* TRAVAIL À FAIRE:
A – Dites si chaque affirmation ci-dessous concorde avec l'article sur la maison écologique. Répondez par oui ou par non, en citant mot pour mot le passage qui tranche.
(i) La plus ancienne maison en paille de France se trouve à Montargis.
(ii) La paille isole moins bien que les briques alvéolaires.
(iii) Le Salon consacré à l'habitat écologique a lieu pour la première fois.
B – Répondez brièvement à ces questions sur l'article sur la maison écologique.
(i) Combien de maisons en bottes de paille agricole ont été construites cette année, selon Jean-Pierre Oliva ?
(ii) Où et en quelle année les premières maisons en paille ont-elles été construites ?
(iii) Quel est le seul inconvénient de ces maisons en ville ?
C – Prolongez l'article sur la maison écologique à partir de sa dernière phrase.

Le Monde - Jeudi 24 novembre 2005 - Hervé Morin
La maison écologique, durable et économe, se démocratise
Les Français en auraient-ils fini avec le syndrome des Trois
Petits Cochons, qui les a longtemps poussés à bâtir
des maisons en dur, comme un refuge coupé du monde extérieur
? Certains sont en tout cas prêts à faire construire leur
"home sweet home" en bois, voire en chanvre et même
en paille, à le concevoir plus en phase avec l'environnement
extérieur. "Une centaine de maisons en bottes de paille
agricole ont été construites cette année",
se félicite Jean-Pierre Oliva, consultant en architecture écologique,
un domaine naguère confidentiel, qu'il a vu éclore ces
cinq dernières années, puis "exploser" avec
la hausse du pétrole.
Ces maisons en paille ne sont pas des lubies nouvelles.
L'habitat écologique est à la mode, comme le prouve l'ouverture
d'un Salon qui lui est consacré, pour la deuxième année
consécutive, du 25 au 27 novembre, à la Cité des
sciences et de l'industrie, à Paris. Les premières ont
été construites aux Etats-Unis en 1875, lorsque les botteleuses
mécaniques sont apparues. En France, la plus ancienne a été
construite à Montargis en 1921. "Elle est toujours en parfait
état", assure Jean-Pierre Oliva, qui décline les
avantages de ce matériau naturel, piégé dans des
structures de bois, sous un crépi de chaux et de sable : isolant
deux fois mieux que les briques alvéolaires, pour un coût
sept à huit fois plus faible, il stocke du CO2 tout en redynamisant
une filière agricole bio. Seul inconvénient, en ville,
à l'entendre, l'épaisseur des murs, contrainte par la
dimension des bottes de paille.

* DONNÉES FOURNIES:

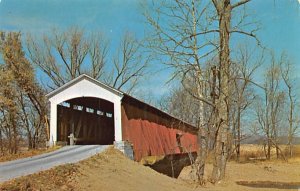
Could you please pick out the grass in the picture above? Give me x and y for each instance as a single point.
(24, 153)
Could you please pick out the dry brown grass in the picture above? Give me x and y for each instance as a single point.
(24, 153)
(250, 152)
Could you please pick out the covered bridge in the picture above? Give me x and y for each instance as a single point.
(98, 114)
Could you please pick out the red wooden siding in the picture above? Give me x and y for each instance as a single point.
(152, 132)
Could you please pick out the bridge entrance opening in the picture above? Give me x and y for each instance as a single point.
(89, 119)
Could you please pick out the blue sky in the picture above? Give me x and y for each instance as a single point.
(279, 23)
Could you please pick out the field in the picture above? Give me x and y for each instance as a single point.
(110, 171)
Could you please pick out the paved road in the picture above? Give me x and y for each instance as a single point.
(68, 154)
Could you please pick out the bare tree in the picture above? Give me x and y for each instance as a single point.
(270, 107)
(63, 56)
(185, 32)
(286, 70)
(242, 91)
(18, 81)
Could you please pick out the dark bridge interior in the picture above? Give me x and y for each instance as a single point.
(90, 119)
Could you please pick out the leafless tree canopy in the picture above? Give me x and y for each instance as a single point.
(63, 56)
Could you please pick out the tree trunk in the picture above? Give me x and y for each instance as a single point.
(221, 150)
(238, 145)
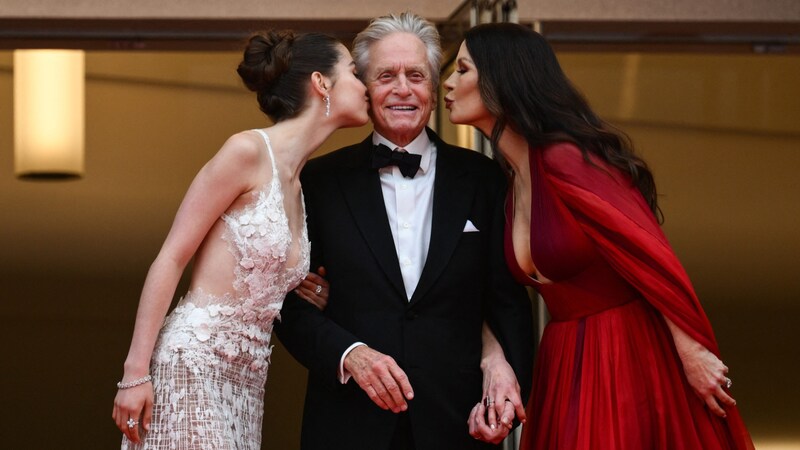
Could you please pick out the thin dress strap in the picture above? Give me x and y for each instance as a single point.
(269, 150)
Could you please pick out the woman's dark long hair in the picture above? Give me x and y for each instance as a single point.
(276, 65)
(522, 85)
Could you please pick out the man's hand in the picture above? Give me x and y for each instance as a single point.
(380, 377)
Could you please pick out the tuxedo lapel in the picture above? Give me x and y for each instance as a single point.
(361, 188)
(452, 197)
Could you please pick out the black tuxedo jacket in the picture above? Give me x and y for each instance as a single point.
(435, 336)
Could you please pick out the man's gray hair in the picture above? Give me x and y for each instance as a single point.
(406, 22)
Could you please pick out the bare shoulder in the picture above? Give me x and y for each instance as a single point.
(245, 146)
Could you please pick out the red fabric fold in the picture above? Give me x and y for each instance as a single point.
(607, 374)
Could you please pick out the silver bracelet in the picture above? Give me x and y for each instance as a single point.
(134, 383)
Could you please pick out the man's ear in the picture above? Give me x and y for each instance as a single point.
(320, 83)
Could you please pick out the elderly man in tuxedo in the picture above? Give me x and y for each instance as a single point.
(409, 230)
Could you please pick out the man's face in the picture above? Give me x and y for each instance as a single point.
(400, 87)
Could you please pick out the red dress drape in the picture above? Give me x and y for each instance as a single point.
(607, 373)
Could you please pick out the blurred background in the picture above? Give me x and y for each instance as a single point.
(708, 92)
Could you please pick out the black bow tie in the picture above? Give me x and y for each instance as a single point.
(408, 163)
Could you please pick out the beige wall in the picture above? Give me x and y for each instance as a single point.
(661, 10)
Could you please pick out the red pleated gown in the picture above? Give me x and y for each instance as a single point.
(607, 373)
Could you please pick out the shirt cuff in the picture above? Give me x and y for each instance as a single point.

---

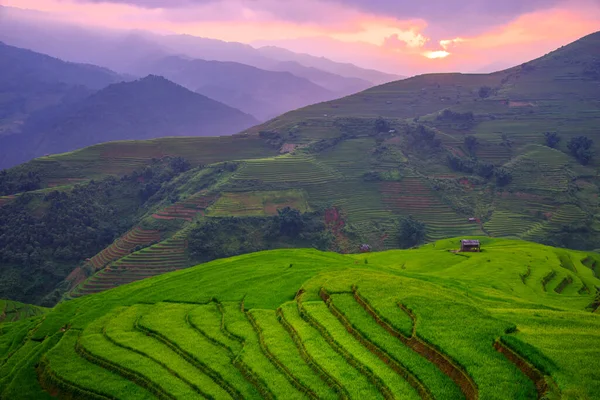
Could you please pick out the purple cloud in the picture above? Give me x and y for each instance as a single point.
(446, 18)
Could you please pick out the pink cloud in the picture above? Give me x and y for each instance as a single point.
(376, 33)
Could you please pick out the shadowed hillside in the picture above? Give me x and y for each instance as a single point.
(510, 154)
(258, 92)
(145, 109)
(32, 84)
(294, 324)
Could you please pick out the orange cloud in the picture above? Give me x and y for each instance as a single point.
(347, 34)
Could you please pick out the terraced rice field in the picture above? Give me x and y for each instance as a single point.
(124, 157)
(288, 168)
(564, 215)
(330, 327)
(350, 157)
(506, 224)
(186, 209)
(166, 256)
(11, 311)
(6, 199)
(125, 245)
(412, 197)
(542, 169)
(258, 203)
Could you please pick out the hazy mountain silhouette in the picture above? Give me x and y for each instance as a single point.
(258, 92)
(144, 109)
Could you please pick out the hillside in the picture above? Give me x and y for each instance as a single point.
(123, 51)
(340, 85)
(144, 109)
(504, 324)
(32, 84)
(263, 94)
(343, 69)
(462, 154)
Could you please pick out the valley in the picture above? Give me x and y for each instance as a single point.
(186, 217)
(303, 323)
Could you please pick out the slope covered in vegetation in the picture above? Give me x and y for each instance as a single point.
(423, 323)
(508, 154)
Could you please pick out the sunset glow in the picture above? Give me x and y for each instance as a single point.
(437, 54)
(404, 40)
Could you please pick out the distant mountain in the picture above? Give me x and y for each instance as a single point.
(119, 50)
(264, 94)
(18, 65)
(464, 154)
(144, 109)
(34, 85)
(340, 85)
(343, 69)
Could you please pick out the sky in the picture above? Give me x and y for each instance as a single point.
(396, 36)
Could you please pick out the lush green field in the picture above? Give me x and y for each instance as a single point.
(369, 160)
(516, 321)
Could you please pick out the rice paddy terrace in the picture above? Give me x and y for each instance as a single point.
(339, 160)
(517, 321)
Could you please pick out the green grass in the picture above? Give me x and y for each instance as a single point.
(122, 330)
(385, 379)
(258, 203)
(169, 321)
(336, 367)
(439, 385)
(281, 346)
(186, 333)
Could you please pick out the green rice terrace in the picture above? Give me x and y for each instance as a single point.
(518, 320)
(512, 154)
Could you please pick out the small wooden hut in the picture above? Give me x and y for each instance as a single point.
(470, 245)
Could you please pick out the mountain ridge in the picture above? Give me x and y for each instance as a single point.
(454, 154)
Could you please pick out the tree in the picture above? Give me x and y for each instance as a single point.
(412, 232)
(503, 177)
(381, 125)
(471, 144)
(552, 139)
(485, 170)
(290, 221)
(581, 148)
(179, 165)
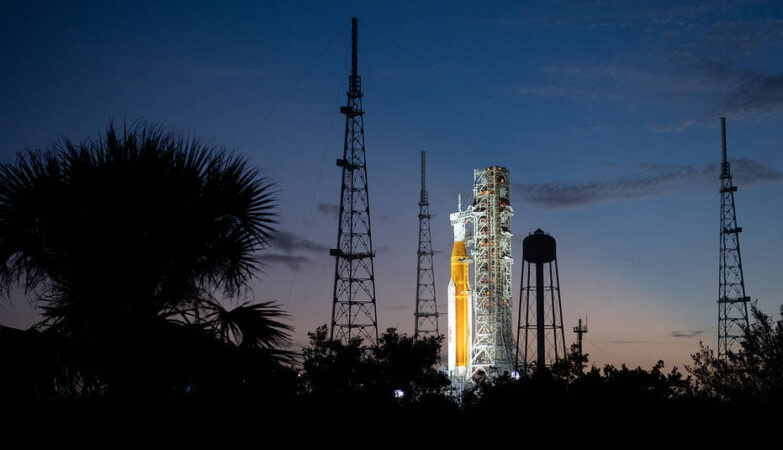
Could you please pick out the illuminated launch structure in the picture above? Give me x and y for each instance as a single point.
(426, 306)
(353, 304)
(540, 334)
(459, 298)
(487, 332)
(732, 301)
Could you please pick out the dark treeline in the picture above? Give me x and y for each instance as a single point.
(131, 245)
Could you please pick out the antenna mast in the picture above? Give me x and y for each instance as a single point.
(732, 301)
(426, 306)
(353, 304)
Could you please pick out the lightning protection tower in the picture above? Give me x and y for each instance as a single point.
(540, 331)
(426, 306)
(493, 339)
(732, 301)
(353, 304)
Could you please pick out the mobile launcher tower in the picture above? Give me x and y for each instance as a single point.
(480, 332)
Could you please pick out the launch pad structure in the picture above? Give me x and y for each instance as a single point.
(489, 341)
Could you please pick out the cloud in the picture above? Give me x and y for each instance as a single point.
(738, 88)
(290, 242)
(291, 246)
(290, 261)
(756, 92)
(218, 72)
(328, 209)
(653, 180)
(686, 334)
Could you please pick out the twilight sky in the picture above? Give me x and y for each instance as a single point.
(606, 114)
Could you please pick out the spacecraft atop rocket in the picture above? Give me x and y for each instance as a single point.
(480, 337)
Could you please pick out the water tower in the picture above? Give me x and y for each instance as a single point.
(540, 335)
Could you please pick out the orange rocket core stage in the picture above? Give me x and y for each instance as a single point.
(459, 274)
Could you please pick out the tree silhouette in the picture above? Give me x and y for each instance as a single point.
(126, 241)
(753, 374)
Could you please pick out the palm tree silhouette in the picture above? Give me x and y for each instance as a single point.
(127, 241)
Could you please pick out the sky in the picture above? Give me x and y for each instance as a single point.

* RÉPONSES DANS L'ORDRE:
A –
(i) Oui : « En France, la plus ancienne a été construite à Montargis en 1921. »
(ii) Non : « isolant deux fois mieux que les briques alvéolaires »
(iii) Non : « pour la deuxième année consécutive »

B –
(i) Une centaine.
(ii) Aux Etats-Unis, en 1875.
(iii) L'épaisseur des murs, contrainte par la dimension des bottes de paille.

C –
Il y a encore quelques années, évoquer ces solutions techniques
aurait fait sourire. "Nous étions des Martiens", résume
Jean-Pierre Oliva. Aujourd'hui, les (rares) artisans qui les mettent
en oeuvre "ont des années de commandes". L'autre changement
majeur, c'est que celles-ci n'émanent plus seulement d'amateurs
de bio, "autoconstructeurs", ou de bobos à la recherche
de maisons d'architecte. Mais elles viennent aussi d'acteurs publics
soucieux d'économies d'énergie et de protection de l'environnement
- comme la municipalité de Montholier (Jura), qui a fait construire
deux résidences locatives en paille au tarif HLM.
La France est en retard par rapport à ses voisins, Allemagne
et Suisse notamment, où l'habitat est deux à quatre fois
moins énergivore. "On assiste depuis la fin des années
1990 à la rencontre entre deux mondes, celui des autoconstructeurs,
adeptes des techniques traditionnelles, et celui des bioclimaticiens,
qui ne se soucient pas forcément d'utiliser des matériaux
écologiques", analyse Yvan Saint Jours, rédacteur
en chef du la revue La Maison écologique. Lancé en 2001
à 3 500 exemplaires, ce magazine tire aujourd'hui à 50
000.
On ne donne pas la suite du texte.